Request: Convert every line of the entries below into a Markdown table with two columns, Row and Line. Number each row and omit the blank lines.

──────────────────────────────

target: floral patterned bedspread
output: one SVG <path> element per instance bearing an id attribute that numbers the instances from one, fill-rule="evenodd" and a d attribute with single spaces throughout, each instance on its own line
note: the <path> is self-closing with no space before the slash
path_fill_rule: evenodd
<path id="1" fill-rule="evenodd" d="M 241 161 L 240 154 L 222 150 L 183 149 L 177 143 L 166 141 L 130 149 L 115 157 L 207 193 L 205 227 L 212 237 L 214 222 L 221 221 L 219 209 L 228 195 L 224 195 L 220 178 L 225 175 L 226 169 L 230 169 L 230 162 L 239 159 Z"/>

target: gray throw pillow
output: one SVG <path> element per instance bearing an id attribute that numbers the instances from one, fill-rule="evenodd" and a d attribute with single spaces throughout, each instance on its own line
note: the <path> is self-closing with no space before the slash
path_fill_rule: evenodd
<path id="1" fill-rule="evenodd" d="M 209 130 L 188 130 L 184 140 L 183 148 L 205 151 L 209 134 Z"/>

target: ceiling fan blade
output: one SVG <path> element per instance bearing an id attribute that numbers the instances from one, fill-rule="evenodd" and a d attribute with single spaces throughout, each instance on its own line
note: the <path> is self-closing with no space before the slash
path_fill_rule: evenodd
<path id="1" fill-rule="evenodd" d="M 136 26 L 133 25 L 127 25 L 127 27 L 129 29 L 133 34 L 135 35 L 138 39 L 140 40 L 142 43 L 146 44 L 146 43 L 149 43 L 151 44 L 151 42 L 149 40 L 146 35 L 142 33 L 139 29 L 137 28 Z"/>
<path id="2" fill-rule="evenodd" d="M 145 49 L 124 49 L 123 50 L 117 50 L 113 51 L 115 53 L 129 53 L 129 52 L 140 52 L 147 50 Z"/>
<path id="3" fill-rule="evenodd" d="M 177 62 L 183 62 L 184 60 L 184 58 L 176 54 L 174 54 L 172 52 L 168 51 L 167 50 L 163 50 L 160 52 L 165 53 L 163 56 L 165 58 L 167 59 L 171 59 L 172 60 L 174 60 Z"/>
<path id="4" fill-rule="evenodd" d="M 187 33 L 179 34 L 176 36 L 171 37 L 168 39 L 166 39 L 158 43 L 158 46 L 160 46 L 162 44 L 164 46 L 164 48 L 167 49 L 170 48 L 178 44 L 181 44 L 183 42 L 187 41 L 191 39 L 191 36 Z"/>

──────────────────────────────

Written response:
| Row | Line |
|---|---|
| 1 | target: floral patterned bedspread |
| 2 | output: one SVG <path> element per instance bearing an id attribute that numbers the instances from one, fill-rule="evenodd" and a d attribute with single spaces throughout, each instance on its own line |
| 3 | note: the <path> is self-closing with no space before the slash |
| 4 | path_fill_rule: evenodd |
| 5 | <path id="1" fill-rule="evenodd" d="M 241 161 L 240 154 L 222 150 L 183 149 L 177 143 L 166 141 L 130 149 L 115 157 L 207 193 L 205 227 L 212 237 L 214 222 L 221 221 L 219 209 L 228 195 L 224 195 L 220 178 L 225 175 L 226 169 L 230 169 L 230 162 L 239 159 Z"/> |
| 6 | target: gray throw pillow |
| 7 | output: one SVG <path> element per instance bearing an id attribute that numbers the instances from one, fill-rule="evenodd" and a d attribute with single spaces throughout, each instance on its own line |
| 8 | note: the <path> is self-closing with no space before the slash |
| 9 | path_fill_rule: evenodd |
| 10 | <path id="1" fill-rule="evenodd" d="M 209 130 L 188 130 L 184 140 L 183 148 L 205 151 L 209 134 Z"/> |
| 11 | target: ceiling fan blade |
| 12 | output: one SVG <path> element per instance bearing an id attribute that numbers the instances from one, fill-rule="evenodd" and a d attribute with single spaces throughout, each instance on its own line |
| 13 | note: the <path> is self-closing with no space before the slash |
| 14 | path_fill_rule: evenodd |
| 15 | <path id="1" fill-rule="evenodd" d="M 136 26 L 133 25 L 127 25 L 127 27 L 129 29 L 133 34 L 135 35 L 138 39 L 140 40 L 142 43 L 146 44 L 146 43 L 149 43 L 151 44 L 151 42 L 149 40 L 146 35 L 142 33 L 139 29 L 137 28 Z"/> |
| 16 | <path id="2" fill-rule="evenodd" d="M 145 49 L 124 49 L 123 50 L 117 50 L 113 51 L 115 53 L 129 53 L 129 52 L 140 52 L 147 50 Z"/> |
| 17 | <path id="3" fill-rule="evenodd" d="M 177 62 L 183 62 L 184 60 L 184 58 L 176 54 L 174 54 L 172 52 L 168 51 L 167 50 L 163 50 L 160 52 L 165 53 L 163 56 L 165 58 L 167 59 L 171 59 L 172 60 L 174 60 Z"/> |
| 18 | <path id="4" fill-rule="evenodd" d="M 187 33 L 179 34 L 176 36 L 171 37 L 168 39 L 166 39 L 158 43 L 158 46 L 160 46 L 162 44 L 164 46 L 164 48 L 167 49 L 170 48 L 178 44 L 181 44 L 183 42 L 187 41 L 191 39 L 191 36 Z"/> |